> **Items**:
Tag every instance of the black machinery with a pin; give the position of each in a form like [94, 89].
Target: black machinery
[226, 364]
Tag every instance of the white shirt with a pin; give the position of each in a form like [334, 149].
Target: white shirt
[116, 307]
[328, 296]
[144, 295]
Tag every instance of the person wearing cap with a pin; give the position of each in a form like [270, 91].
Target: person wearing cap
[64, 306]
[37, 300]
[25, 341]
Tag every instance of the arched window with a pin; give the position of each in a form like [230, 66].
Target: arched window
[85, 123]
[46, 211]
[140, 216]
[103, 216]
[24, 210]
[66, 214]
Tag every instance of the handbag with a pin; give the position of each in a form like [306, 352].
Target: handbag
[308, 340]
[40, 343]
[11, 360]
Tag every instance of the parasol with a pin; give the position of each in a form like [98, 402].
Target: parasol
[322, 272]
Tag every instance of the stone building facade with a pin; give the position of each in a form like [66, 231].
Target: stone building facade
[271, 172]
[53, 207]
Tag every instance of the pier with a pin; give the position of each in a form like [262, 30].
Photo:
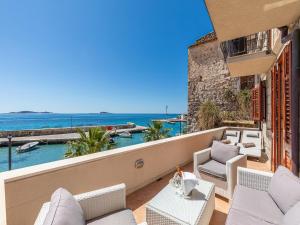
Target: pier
[63, 138]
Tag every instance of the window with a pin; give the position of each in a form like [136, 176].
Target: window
[259, 102]
[247, 82]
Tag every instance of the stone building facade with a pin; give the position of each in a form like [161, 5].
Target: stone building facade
[208, 78]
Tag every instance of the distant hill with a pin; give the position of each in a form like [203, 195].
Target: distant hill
[30, 112]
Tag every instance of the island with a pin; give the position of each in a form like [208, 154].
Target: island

> **Requirement**: Could you rewrite every one of the entries above, requests included, shifting each point coordinate in the answers by adding 59 to both numbers while leaving the sample positions in the requests as they are? Leave the pictures out of your answer.

> **Written solution**:
Tag every instance of the black machinery with a pin; give the position of each in a form like [94, 89].
Target: black machinery
[285, 423]
Tag every instance of the white shirt with a pin; give the position of each in a form like [334, 149].
Target: white shirt
[175, 366]
[387, 355]
[203, 354]
Tag every instance of the person wearing cap with a pin; give the position of each in a form like [270, 91].
Target: person wearing cap
[123, 365]
[96, 359]
[84, 400]
Tag every instance of the arched window with a pin; give the position of each in a form like [230, 66].
Target: arched window
[144, 182]
[105, 270]
[199, 275]
[162, 275]
[83, 269]
[125, 273]
Tag every instance of the handbag with a pin; give the position of each in a form like [306, 352].
Target: handbag
[367, 399]
[99, 402]
[70, 419]
Tag every instance of the parasol with a pin; give the position of each in a form like [98, 402].
Target: parasol
[381, 331]
Tag every instance of the stone building facade with a pin; give the position of each in a form like [66, 231].
Target: stone building facade
[330, 231]
[112, 266]
Tag every instance of the pier with a pin; give the position of each in a form like [262, 30].
Photo:
Target: pier
[122, 197]
Tag every instance of the window with a pin; give the position of each in a form like [136, 176].
Target: window
[318, 161]
[306, 141]
Tag every instance of the stone building facade with a pin; give the position of each in a form like [161, 5].
Target: stone building facade
[267, 137]
Tag every instance of the distant hill with a pin; give the position of each in a form like [203, 195].
Target: distant hill
[89, 171]
Tag every instance of the island with a pin; give the position of each in a form like [208, 154].
Target: island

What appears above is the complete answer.